## What to do
Arrange all of the lines below as a JSON list of strings, with one string for each line. Omit blank lines and leave the picture out of the answer.

## Stored data entries
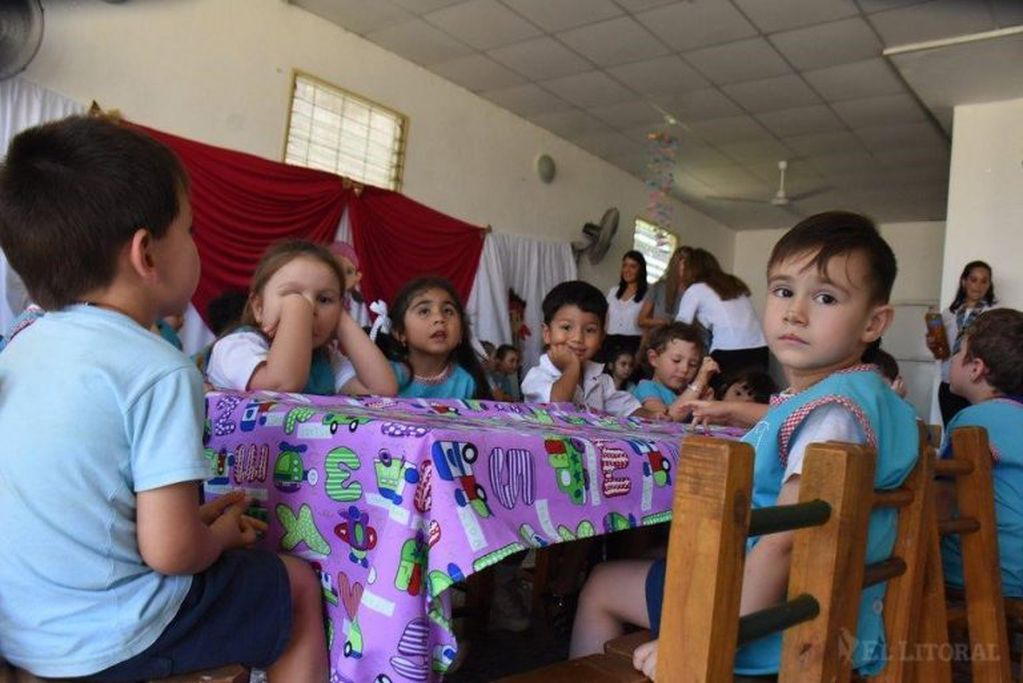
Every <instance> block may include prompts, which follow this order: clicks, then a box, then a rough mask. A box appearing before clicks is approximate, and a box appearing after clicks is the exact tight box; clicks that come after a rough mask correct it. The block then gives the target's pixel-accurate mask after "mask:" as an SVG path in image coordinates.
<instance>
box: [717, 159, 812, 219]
mask: <svg viewBox="0 0 1023 683" xmlns="http://www.w3.org/2000/svg"><path fill="white" fill-rule="evenodd" d="M788 168H789V162H787V161H786V160H784V158H783V160H781V161H779V163H777V174H779V178H777V191H776V192H774V196H772V197H770V198H762V197H737V196H715V195H708V196H707V197H706V198H708V199H717V200H723V201H753V202H756V203H769V204H773V206H775V207H788V206H789V204H790V203H792V202H793V201H799V200H801V199H808V198H809V197H811V196H814V195H816V194H820V193H821V192H824V191H826V190H827V189H828V188H826V187H820V188H817V189H814V190H809V191H807V192H801V193H800V194H788V193H787V192H786V191H785V172H786V170H788Z"/></svg>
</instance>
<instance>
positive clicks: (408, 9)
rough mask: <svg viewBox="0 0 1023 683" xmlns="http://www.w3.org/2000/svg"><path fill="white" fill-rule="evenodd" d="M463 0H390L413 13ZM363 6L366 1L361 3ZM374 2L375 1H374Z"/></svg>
mask: <svg viewBox="0 0 1023 683" xmlns="http://www.w3.org/2000/svg"><path fill="white" fill-rule="evenodd" d="M463 1H464V0H391V2H393V3H394V4H396V5H401V6H402V7H404V8H405V9H407V10H408V11H410V12H412V13H413V14H426V13H428V12H432V11H434V10H435V9H440V8H441V7H447V6H448V5H453V4H454V3H456V2H463ZM362 4H363V6H365V4H366V3H364V2H363V3H362ZM374 4H375V3H374Z"/></svg>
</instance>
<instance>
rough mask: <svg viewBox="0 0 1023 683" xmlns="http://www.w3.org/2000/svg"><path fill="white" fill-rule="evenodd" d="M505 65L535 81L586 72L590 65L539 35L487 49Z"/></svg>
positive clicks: (511, 68) (487, 53)
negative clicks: (540, 37) (535, 36)
mask: <svg viewBox="0 0 1023 683" xmlns="http://www.w3.org/2000/svg"><path fill="white" fill-rule="evenodd" d="M487 54H489V55H490V56H491V57H493V58H494V59H496V60H497V61H499V62H501V63H502V64H504V65H505V66H508V67H509V69H511V70H514V71H516V72H518V73H519V74H522V75H523V76H525V77H526V78H529V79H532V80H534V81H538V80H541V79H557V78H561V77H563V76H571V75H573V74H581V73H583V72H588V71H589V70H591V69H592V67H593V66H592V64H590V63H589V62H588V61H586V60H585V59H583V58H582V57H580V56H579V55H578V54H576V53H575V52H573V51H572V50H570V49H569V48H567V47H565V46H564V45H562V44H561V43H559V42H558V41H557V40H554V39H553V38H550V37H548V36H543V37H541V38H533V39H531V40H527V41H523V42H521V43H516V44H515V45H507V46H505V47H499V48H497V49H496V50H490V51H488V52H487Z"/></svg>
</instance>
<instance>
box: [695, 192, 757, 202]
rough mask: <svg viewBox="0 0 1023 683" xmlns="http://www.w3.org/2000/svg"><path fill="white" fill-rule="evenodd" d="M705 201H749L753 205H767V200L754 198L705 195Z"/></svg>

## Output of the task
[
  "Every <instance> block may include prompts, which follow this order: clicks, then a box, then a rough mask. A box appearing before clicks is approximate, and a box appearing after clicks is the exact tight box; clicks that come after a rough mask correct it. The block then gives the target's pixel-accurate mask after \"mask:\" as an SVG path in image coordinates.",
  "<instance>",
  "box: [717, 159, 812, 219]",
  "mask: <svg viewBox=\"0 0 1023 683\" xmlns=\"http://www.w3.org/2000/svg\"><path fill=\"white\" fill-rule=\"evenodd\" d=\"M788 168H789V162H787V161H786V160H784V158H783V160H781V161H779V163H777V174H779V178H777V191H776V192H774V196H772V197H770V198H762V197H737V196H715V195H708V196H707V197H706V198H708V199H717V200H723V201H753V202H756V203H769V204H773V206H775V207H788V206H789V204H790V203H792V202H793V201H799V200H801V199H808V198H809V197H811V196H814V195H816V194H820V193H821V192H824V191H826V190H827V189H828V188H826V187H820V188H817V189H814V190H809V191H807V192H801V193H800V194H788V193H787V192H786V191H785V172H786V170H788Z\"/></svg>",
  "</instance>",
  "<instance>",
  "positive clicks: (408, 9)",
  "rough mask: <svg viewBox=\"0 0 1023 683\" xmlns=\"http://www.w3.org/2000/svg\"><path fill=\"white\" fill-rule=\"evenodd\" d=\"M463 0H390L413 13ZM363 6L366 1L361 3ZM374 2L375 1H374Z\"/></svg>",
  "mask: <svg viewBox=\"0 0 1023 683\" xmlns=\"http://www.w3.org/2000/svg\"><path fill=\"white\" fill-rule=\"evenodd\" d=\"M463 1H464V0H391V2H393V3H394V4H396V5H401V6H402V7H404V8H405V9H407V10H408V11H410V12H412V13H413V14H426V13H428V12H432V11H434V10H435V9H440V8H441V7H447V6H448V5H453V4H454V3H456V2H463ZM362 4H363V6H365V4H366V3H364V2H363V3H362ZM374 4H375V3H374Z\"/></svg>",
  "</instance>",
  "<instance>",
  "rough mask: <svg viewBox=\"0 0 1023 683\" xmlns=\"http://www.w3.org/2000/svg\"><path fill=\"white\" fill-rule=\"evenodd\" d=\"M505 65L535 81L586 72L590 65L539 35L487 49Z\"/></svg>",
  "positive clicks: (511, 68) (487, 53)",
  "negative clicks: (540, 37) (535, 36)",
  "mask: <svg viewBox=\"0 0 1023 683\" xmlns=\"http://www.w3.org/2000/svg\"><path fill=\"white\" fill-rule=\"evenodd\" d=\"M487 54H489V55H490V56H491V57H493V58H494V59H496V60H497V61H499V62H501V63H502V64H504V65H505V66H508V67H509V69H511V70H514V71H516V72H518V73H519V74H522V75H523V76H525V77H526V78H529V79H532V80H534V81H538V80H541V79H557V78H561V77H563V76H571V75H573V74H581V73H583V72H588V71H589V70H591V69H592V67H593V66H592V64H590V63H589V62H588V61H586V60H585V59H583V58H582V57H580V56H579V55H578V54H576V53H575V52H573V51H572V50H570V49H569V48H567V47H565V46H564V45H562V44H561V43H559V42H558V41H557V40H554V39H553V38H550V37H548V36H543V37H541V38H533V39H531V40H527V41H523V42H521V43H516V44H515V45H507V46H505V47H499V48H497V49H496V50H490V51H488V52H487Z\"/></svg>",
  "</instance>",
  "<instance>",
  "box: [695, 192, 757, 202]",
  "rough mask: <svg viewBox=\"0 0 1023 683\" xmlns=\"http://www.w3.org/2000/svg\"><path fill=\"white\" fill-rule=\"evenodd\" d=\"M705 201H749L753 205H767V200L754 198L705 195Z\"/></svg>"
]